Pull out the lines of the items from the start through the line containing "[17,291,81,347]", copying them exactly and leaving out the pictures.

(Image box annotation items)
________________________________________

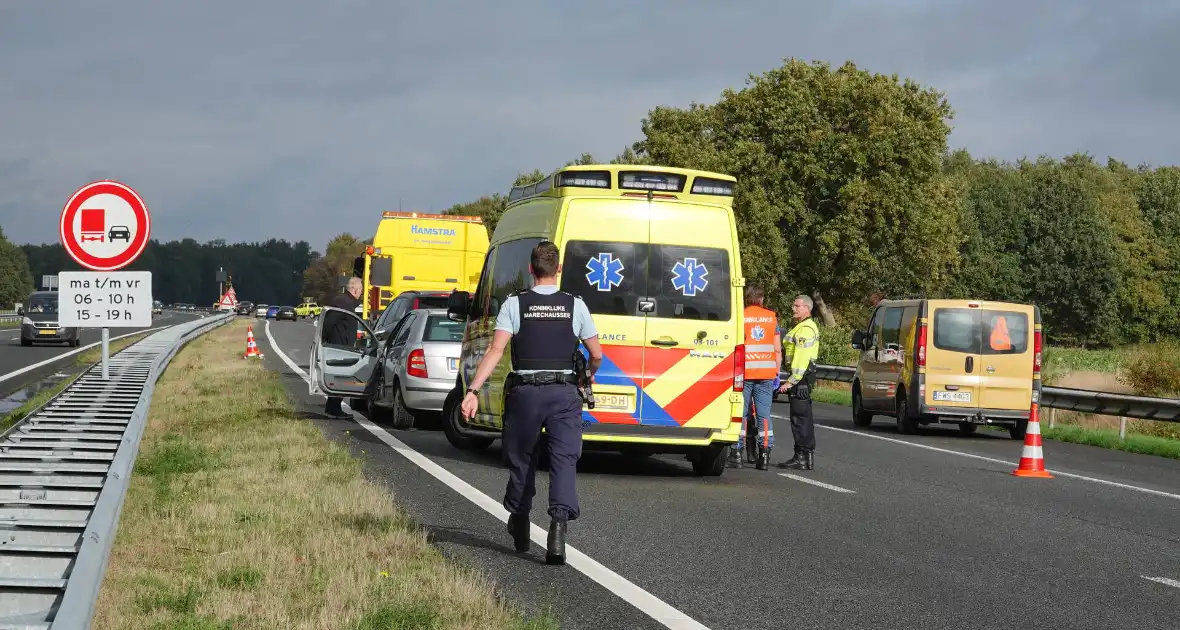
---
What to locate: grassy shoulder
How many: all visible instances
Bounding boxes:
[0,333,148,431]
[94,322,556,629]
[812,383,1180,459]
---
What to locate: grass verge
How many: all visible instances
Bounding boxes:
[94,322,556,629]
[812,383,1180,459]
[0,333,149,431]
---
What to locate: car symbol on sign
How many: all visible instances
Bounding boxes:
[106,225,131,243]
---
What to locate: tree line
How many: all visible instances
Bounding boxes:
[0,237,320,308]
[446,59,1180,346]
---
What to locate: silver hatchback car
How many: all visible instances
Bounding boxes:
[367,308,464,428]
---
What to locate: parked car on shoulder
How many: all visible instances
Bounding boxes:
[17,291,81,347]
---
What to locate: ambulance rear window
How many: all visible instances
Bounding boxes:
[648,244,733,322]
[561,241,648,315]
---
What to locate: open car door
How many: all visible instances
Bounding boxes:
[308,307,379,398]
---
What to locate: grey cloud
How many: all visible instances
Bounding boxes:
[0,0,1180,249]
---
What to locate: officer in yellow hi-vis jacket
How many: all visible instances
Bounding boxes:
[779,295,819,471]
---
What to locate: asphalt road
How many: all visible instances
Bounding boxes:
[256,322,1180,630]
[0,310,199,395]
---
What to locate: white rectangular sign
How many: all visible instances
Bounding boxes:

________________________________________

• ANSWER FOR THIS EXERCISE:
---
What to locate: grassy shoulder
How many: all visible instances
Bounding boxes:
[0,333,148,431]
[94,322,556,629]
[812,383,1180,459]
---
What to locate: grass verge
How many: all visible instances
Bounding boxes:
[94,322,556,629]
[812,383,1180,459]
[0,333,149,431]
---
What to locate: car symbol on sign
How many: all visible instances
Bounding boxes:
[106,225,131,243]
---
What to locate: tree line
How many: all visible instances
Bounding boxes:
[0,237,320,308]
[446,59,1180,346]
---
What to locate: silver hatchback car
How many: all visible instances
Bounding boxes:
[367,308,464,428]
---
What to locate: parked car on shoulder
How many: all visible instances
Bounding boxes:
[17,291,81,347]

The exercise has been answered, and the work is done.